### Assigned task
All the entries that follow must be written out again exactly.

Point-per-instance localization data
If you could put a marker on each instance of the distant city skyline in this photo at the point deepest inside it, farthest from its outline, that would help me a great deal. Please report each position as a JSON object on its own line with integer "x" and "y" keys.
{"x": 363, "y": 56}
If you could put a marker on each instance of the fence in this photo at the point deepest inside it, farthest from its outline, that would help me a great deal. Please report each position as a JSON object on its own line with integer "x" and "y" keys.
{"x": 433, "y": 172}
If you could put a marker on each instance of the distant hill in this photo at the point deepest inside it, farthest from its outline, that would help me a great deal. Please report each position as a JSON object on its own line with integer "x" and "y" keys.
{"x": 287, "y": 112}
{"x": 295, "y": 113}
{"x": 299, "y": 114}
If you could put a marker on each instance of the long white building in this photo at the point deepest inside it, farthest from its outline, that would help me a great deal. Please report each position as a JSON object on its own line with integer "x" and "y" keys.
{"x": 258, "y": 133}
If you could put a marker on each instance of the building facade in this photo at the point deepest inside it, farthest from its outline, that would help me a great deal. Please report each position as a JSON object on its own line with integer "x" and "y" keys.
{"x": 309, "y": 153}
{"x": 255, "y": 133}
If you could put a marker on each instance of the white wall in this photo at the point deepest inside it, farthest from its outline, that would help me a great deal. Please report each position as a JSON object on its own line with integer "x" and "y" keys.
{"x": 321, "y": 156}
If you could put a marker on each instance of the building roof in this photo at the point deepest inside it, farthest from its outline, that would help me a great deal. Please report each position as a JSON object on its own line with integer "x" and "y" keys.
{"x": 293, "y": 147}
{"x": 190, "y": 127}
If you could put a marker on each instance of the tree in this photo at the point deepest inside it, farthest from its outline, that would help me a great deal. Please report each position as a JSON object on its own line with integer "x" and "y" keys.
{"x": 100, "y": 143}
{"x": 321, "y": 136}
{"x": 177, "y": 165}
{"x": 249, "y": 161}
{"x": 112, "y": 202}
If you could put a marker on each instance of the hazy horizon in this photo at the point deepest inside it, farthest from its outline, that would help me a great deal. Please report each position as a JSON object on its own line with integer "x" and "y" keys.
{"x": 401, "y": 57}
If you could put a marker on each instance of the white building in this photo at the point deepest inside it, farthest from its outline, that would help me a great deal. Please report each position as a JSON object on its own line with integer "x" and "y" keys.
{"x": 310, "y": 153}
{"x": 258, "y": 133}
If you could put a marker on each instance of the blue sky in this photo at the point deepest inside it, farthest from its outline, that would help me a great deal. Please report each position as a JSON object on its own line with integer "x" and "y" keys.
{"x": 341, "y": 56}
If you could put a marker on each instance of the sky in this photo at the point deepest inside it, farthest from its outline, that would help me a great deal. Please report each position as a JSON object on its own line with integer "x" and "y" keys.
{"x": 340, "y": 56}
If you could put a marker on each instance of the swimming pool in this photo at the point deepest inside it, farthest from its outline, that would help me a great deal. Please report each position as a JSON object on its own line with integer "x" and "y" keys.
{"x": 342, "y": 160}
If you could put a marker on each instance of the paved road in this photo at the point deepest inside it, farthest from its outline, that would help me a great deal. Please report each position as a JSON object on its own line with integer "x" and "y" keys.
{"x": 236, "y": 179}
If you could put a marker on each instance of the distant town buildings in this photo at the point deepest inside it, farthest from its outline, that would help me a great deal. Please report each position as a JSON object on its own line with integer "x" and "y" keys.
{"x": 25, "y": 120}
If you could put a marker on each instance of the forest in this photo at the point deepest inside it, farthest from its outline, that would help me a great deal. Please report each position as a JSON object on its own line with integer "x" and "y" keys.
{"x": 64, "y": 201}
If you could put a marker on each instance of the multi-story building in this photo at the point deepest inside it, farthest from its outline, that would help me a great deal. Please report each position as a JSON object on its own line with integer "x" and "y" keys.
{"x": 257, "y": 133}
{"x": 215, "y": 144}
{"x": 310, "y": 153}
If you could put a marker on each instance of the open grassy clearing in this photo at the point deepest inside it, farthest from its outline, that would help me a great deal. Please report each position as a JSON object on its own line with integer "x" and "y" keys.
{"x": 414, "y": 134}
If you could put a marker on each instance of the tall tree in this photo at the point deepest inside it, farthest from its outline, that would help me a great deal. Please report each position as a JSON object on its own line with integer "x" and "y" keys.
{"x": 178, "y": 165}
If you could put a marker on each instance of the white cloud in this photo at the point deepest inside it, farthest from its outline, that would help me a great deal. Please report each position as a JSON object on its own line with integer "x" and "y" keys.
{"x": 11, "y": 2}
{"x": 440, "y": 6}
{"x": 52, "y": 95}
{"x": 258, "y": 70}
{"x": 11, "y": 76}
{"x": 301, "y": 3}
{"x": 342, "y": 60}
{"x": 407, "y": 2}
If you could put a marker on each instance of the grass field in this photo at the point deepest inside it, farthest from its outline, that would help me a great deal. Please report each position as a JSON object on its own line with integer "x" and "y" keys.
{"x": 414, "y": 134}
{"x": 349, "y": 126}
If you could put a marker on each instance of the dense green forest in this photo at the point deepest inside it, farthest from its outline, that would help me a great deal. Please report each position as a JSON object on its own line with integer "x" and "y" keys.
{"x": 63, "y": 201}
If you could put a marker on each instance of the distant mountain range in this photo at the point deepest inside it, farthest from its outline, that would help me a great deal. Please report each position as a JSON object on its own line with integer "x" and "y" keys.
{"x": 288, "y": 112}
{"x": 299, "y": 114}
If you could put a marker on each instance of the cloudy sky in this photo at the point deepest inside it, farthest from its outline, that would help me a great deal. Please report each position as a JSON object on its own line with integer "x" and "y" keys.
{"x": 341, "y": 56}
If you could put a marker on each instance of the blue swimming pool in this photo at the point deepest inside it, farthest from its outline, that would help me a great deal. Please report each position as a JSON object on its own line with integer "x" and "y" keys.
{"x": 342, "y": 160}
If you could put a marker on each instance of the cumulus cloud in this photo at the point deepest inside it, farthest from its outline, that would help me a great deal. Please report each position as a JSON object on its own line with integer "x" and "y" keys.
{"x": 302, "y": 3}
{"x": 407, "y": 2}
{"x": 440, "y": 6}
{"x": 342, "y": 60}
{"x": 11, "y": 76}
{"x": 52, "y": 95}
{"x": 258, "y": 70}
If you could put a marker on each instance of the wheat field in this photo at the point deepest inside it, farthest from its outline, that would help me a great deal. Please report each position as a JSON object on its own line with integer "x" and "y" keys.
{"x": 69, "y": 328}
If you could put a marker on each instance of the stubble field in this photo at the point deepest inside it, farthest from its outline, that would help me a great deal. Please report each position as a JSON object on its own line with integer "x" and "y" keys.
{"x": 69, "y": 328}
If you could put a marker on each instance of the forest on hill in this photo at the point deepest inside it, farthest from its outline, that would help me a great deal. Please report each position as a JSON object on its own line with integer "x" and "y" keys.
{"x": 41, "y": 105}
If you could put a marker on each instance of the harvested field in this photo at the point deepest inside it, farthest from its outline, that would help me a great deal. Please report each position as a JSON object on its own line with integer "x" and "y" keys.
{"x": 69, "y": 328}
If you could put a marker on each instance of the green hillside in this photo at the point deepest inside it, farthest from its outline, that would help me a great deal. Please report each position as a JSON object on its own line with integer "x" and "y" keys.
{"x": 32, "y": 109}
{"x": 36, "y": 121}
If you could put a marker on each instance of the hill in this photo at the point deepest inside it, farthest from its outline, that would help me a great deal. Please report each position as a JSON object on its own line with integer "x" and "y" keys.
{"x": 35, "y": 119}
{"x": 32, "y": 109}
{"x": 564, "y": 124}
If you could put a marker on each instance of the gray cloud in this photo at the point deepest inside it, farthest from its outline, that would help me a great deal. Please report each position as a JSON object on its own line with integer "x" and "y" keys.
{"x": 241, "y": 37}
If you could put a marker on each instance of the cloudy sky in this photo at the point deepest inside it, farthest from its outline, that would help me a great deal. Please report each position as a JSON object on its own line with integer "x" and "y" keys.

### The completed task
If you could put a marker on each instance of the distant city skyline in this photo at the point deepest inside it, farthest from its outline, that would help me a great deal. Please report each position as a JSON object on its own line with integer "x" and "y" keys.
{"x": 363, "y": 56}
If you could put a marker on each instance of the fence in this photo at the point deepest inside it, farthest from its outline, that would help me a great deal. Please report each position as a JSON object on its own line with integer "x" and "y" keys.
{"x": 433, "y": 172}
If you could put a marker on each instance of the distant hill in this photo at the point deepest inside it, farthest from its outline, that would help me a great deal. Please report each position as a JSON object on its own line with integer "x" and "y" keys.
{"x": 287, "y": 112}
{"x": 295, "y": 113}
{"x": 299, "y": 114}
If you could put a marker on each instance of the long white building in this photo at the point deepest inside it, farthest from its outline, that would help me a great deal. Please report each position as a JSON object on its own line with integer "x" and "y" keys.
{"x": 258, "y": 133}
If you could put a marker on each instance of the building facade in this photo at the point deepest inside it, farthest from its outline, that would help me a great deal. Please report each position as a JSON object on its own line with integer "x" and "y" keys.
{"x": 309, "y": 153}
{"x": 255, "y": 133}
If you could put a marker on each instance of the white wall in this photo at the point deepest inside it, farthest from its outline, that would help me a great deal. Please report each position as a JSON object on its own line with integer "x" and "y" keys.
{"x": 321, "y": 156}
If you could put a marker on each instance of the building roof in this photo at the point deepest inside it, farthest from its outline, that would help me a great deal. Please report each position as a JSON object on its own line with integer "x" and "y" keys.
{"x": 293, "y": 147}
{"x": 190, "y": 127}
If you could put a marker on each instance of the tree in this photo at the point deepest inside it, farthest from its outline, that would help me a great deal. Please report each position as a JSON object on its own line with integer "x" and "y" keys.
{"x": 100, "y": 143}
{"x": 321, "y": 136}
{"x": 177, "y": 165}
{"x": 249, "y": 161}
{"x": 112, "y": 202}
If you could put a marker on each instance of the hazy horizon in this photo at the point deepest inside it, farthest from its outline, that would help me a great deal. Please report each position as a JSON object on its own line with integer "x" and "y" keys.
{"x": 401, "y": 57}
If you could put a marker on each instance of the white building in this photo at the point deepest inside it, farthest from its outline, that would help me a great deal. Please report each position as a JSON object on its own line with integer "x" and "y" keys.
{"x": 310, "y": 153}
{"x": 258, "y": 133}
If you could put a marker on each instance of the blue sky in this photo at the point deepest inside it, farthest from its outline, that would help me a great deal. Please report each position as a JSON object on its own line with integer "x" and "y" keys.
{"x": 341, "y": 56}
If you could put a marker on each instance of the sky in this photo at the point deepest inside it, farthest from its outline, that would help me a great deal. Please report each position as a JSON object on its own line with integer "x" and "y" keys.
{"x": 340, "y": 56}
If you could put a marker on each instance of the swimming pool in this photo at the point deepest inside it, farthest from its outline, that would help me a great deal. Please report each position as a JSON object on its own line with integer "x" and "y" keys.
{"x": 342, "y": 160}
If you could put a marker on each instance of the paved road in this photo at the point deepest inside it, farthest from its outline, that would help me a great deal. Please report each position as a JSON object on its own line with integer "x" and "y" keys.
{"x": 236, "y": 179}
If you could put a marker on each instance of the distant town buildings in this photo at the point deepest inside it, farthest from its outline, that would help me a great deal. Please report each position as a JSON object on its own line with integer "x" and "y" keys.
{"x": 25, "y": 120}
If you could put a marker on each instance of the forest in this photo at the point deepest inside it, farthest from its outline, that would help me a great deal. Please report each position as a JSON object on its own line with integer "x" and "y" keys.
{"x": 64, "y": 201}
If you could put a marker on each instance of the multi-story building in this photo at the point deepest inside it, farthest from its outline, that would help me a great deal. Please report each position as a JSON object on its own line with integer "x" and "y" keys.
{"x": 257, "y": 133}
{"x": 215, "y": 144}
{"x": 310, "y": 153}
If you could put a marker on each instance of the open grassy clearing in this photo at the point deepest inside it, farthest from its outline, that would help me a great deal. Please report each position as a JSON object on its own line with integer "x" and "y" keys.
{"x": 414, "y": 134}
If you could put a marker on each instance of the tall tree in this photo at the point deepest inside it, farthest from its outline, that would help me a great deal. Please report each position as a JSON object on its own line with integer "x" and "y" keys.
{"x": 178, "y": 165}
If you could put a marker on each instance of the white cloud in this photo at the point deepest inside it, farthest from its outline, that would help me a great deal. Please report each position as a JSON object on its own line with integer "x" and "y" keys.
{"x": 11, "y": 2}
{"x": 440, "y": 6}
{"x": 52, "y": 95}
{"x": 258, "y": 70}
{"x": 11, "y": 76}
{"x": 301, "y": 3}
{"x": 342, "y": 60}
{"x": 407, "y": 2}
If you could put a marker on each instance of the grass field in this photo at the point deepest inside it, farthest from its outline, that would help me a great deal. Please report each position as a JSON object on its own line with integer "x" and "y" keys.
{"x": 414, "y": 134}
{"x": 349, "y": 126}
If you could put a marker on each instance of the dense green forest in this photo at the point deepest inside it, farthest from its outline, that would help me a great deal. Please report each position as a JSON object on its own line with integer "x" and "y" keys.
{"x": 63, "y": 201}
If you could put a marker on each instance of the distant mountain range in this photo at the point deepest inside it, farthest from its outline, that would help me a great deal. Please report each position as a JSON object on its own line with integer "x" and "y" keys.
{"x": 288, "y": 112}
{"x": 299, "y": 114}
If you could put a marker on each instance of the cloudy sky in this photo at the point deepest inside it, farthest from its outline, that would help me a great deal. Please report each position as a JSON object on its own line with integer "x" and "y" keys.
{"x": 341, "y": 56}
If you could put a marker on each instance of the blue swimming pool in this photo at the point deepest inside it, farthest from its outline, that would help me a great deal. Please report each position as a JSON object on its own line with integer "x" and "y" keys.
{"x": 342, "y": 160}
If you could put a marker on each instance of the cumulus cloud in this photo at the point deepest inside it, farthest from its outline, that would help me a great deal. Please report each position as a JSON object on its own line with integer "x" and "y" keys.
{"x": 302, "y": 3}
{"x": 407, "y": 2}
{"x": 440, "y": 6}
{"x": 342, "y": 60}
{"x": 11, "y": 76}
{"x": 52, "y": 95}
{"x": 258, "y": 70}
If you could put a marker on each instance of the wheat field in this photo at the point deepest inside it, farthest from its outline, that would help me a great deal. Please report each position as a JSON object on its own line with integer "x" and "y" keys.
{"x": 69, "y": 328}
If you could put a marker on each instance of the stubble field in this photo at the point deepest inside it, farthest from its outline, that would help me a great deal. Please report each position as a JSON object on its own line with integer "x" and "y" keys.
{"x": 69, "y": 328}
If you could put a marker on each instance of the forest on hill in this photo at the point deepest inside it, farthest from its outline, that would help me a great deal. Please report each position as a JSON object on its own line with integer "x" and "y" keys.
{"x": 41, "y": 105}
If you could put a marker on each instance of the harvested field in this photo at the point deepest inside it, farthest from its outline, that would help me a great deal. Please report each position as a JSON object on its own line with integer "x" and "y" keys.
{"x": 69, "y": 328}
If you could put a marker on each instance of the green hillside in this photo at the point deepest inside it, farthest from its outline, that would help me a great deal. Please report each position as a JSON object on its own line with integer "x" and "y" keys.
{"x": 32, "y": 109}
{"x": 36, "y": 121}
If you could put a marker on each instance of the hill in this photo at the point deepest inside it, farthest from its outline, that would help me a great deal. Please report each position as a JSON object on its own line with integer "x" and "y" keys.
{"x": 35, "y": 119}
{"x": 32, "y": 109}
{"x": 564, "y": 124}
If you could put a marker on each instance of the gray cloud in this photo at the point deepest inside it, farthest from its outline, that would help me a great deal. Please report each position as a JSON object on its own line with integer "x" and "y" keys.
{"x": 241, "y": 37}
If you could put a marker on each instance of the cloudy sky in this photo at the point deepest inside it, farthest from its outline, that would help me a great deal. Please report each position as a JSON object on its own line with integer "x" and "y" keys.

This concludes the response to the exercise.